───── Selection

D. WHEREAS, KYTHERA Holdings Ltd. (“KHL”), an Affiliate of Kythera, wishes to acquire, by assignment and license, certain of Bayer’s rights, information and material relating to the development, manufacture and commercialization of Products;
E. WHEREAS, in anticipation of and in furtherance of the foregoing, Kythera and Bayer wish to amend the Original License Agreement as of the Effective Date in the form attached hereto as Exhibit A (the “Amended License Agreement”), and Kythera and Intendis have further agreed that the Collaboration Agreement will terminate;
F. WHEREAS, Kythera, Bayer and their respective Affiliates have agreed that Bayer will, after the transactions contemplated by this Restructuring Agreement have been consummated, assign to KHL all of its right, title, and interest in and to the Amended License Agreement; and
G. WHEREAS, in contemplation of the fact that Kythera and Bayer will no longer be in privity of contract under the Amended License Agreement following Bayer’s assignment of the Amended License Agreement to KHL, and the fact that Kythera and Intendis will no longer be in privity of contract under the Collaboration Agreement following the termination of the Collaboration Agreement, the Parties and their Affiliates wish to further establish certain terms to govern their relationship following these transactions.
NOW THEREFORE, the Parties agree as follows:
ARTICLE 1
DEFINITIONS
Except as otherwise set forth below, all capitalized and undefined terms in this Restructuring Agreement shall have the meanings set forth in the Amended License Agreement or the Collaboration Agreement, as applicable:
1.1 “Amended License Agreement” has the meaning set forth in the WHEREAS clauses.
1.2 “Assignment and Novation Agreement” has the meaning set forth in Section 2.2.
1.3 “Bayer Indemnitees” has the meaning set forth in Section 6.1.
1.4 “Collaboration Agreement” has the meaning set forth in the WHEREAS clauses.
1.5 “Indemnified Party” has the meaning set forth in Section 6.3.
1.6 “Indemnifying Party” has the meaning set forth in Section 6.3.
1.7 “KHL” has the meaning set forth in the WHEREAS clauses.
1.8 “Kythera Indemnitees” has the meaning set forth in Section 6.2.

──────────
───── Dataset rows

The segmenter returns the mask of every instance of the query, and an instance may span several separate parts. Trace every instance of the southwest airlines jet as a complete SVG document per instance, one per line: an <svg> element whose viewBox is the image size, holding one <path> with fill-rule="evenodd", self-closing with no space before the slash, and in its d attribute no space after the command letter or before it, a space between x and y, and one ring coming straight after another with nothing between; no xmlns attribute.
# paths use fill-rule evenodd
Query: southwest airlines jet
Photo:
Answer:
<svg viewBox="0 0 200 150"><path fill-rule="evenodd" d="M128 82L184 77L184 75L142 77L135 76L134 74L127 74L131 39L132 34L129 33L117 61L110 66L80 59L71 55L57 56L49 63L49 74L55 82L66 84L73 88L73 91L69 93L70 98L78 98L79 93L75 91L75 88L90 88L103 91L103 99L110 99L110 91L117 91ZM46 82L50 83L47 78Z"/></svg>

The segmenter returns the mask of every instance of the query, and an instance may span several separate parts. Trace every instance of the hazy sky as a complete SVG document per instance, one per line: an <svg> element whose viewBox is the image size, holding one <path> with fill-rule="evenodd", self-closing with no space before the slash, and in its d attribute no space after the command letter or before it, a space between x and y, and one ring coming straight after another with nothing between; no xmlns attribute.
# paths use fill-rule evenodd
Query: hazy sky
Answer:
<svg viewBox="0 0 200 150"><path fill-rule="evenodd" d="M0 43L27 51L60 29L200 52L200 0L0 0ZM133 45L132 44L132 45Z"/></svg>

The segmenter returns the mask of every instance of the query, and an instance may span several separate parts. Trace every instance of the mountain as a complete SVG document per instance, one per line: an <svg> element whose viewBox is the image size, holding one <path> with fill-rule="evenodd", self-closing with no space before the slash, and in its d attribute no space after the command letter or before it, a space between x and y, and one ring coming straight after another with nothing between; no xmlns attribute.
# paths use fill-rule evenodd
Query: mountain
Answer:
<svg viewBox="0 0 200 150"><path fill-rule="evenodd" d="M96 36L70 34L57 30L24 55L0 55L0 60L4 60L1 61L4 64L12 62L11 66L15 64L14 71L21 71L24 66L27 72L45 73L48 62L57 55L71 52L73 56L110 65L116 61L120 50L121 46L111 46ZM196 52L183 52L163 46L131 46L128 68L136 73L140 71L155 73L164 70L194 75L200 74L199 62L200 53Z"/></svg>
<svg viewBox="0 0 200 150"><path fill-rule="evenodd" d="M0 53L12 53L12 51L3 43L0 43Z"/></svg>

──────────

Objective —
Please carry the Kythera and Bayer restructuring agreement on past its last definition, the one for "Kythera Indemnitees". You won't need the material for this.

Answer to the task —
1.9 “Losses” means, with respect to a Party, any and all liabilities, expenses and/or losses, including without limitation (i) reasonable legal expenses and attorneys’ fees for external counsel that are incurred by or on behalf of such Party, and (ii) documented internal costs (including general and administrative expenses) incurred by or on behalf of such Party to the extent that such costs are charged on a basis consistent with such Party’s ordinary business practices consistently applied, and consistent with industry standards.
1.10 “Original License Agreement” has the meaning set forth in the WHEREAS clauses.
1.11 “Party” and “Parties” have the meanings set forth in the preamble.
1.12 “Restructuring Agreement” has the meaning set forth in the preamble.
1.13 “Third Party” means any person other than the Parties and their respective Affiliates.
ARTICLE 2
AMENDED LICENSE AGREEMENT
2.1 Amended License Agreement.
2.1.1 Bayer and Kythera shall, simultaneously with the execution of this Restructuring Agreement, execute the Amended License Agreement, and such Amended License Agreement shall be considered effective at the same time as this Restructuring Agreement is effective.
2.1.2 The Parties acknowledge that Bayer and Kythera have entered into the Amended License Agreement to remove Bayer’s obligations to Develop, manufacture, or Commercialize the Compound and Products, and that accordingly, upon and after the Effective Date, Bayer shall have no obligations with respect to the Development, manufacture or Commercialization of the Compound and Products, nor shall it have any obligation, express or implied, to use Commercially Reasonable Efforts, or any other level of efforts, in connection with such activities except for those expressly provided in the Amended License Agreement.
2.2 Assignment and Novation Agreement. Kythera and Bayer shall, on the Effective Date, execute an agreement by which Bayer assigns and novates all of its right, title, and interest in and to the Amended License Agreement to KHL (such agreement, the “Assignment and Novation Agreement”). If Bayer and KHL fail to execute the Assignment and Novation Agreement within the time limit set forth in this Section 2.2, the Amended License Agreement and this Restructuring Agreement shall be deemed void nunc pro tunc.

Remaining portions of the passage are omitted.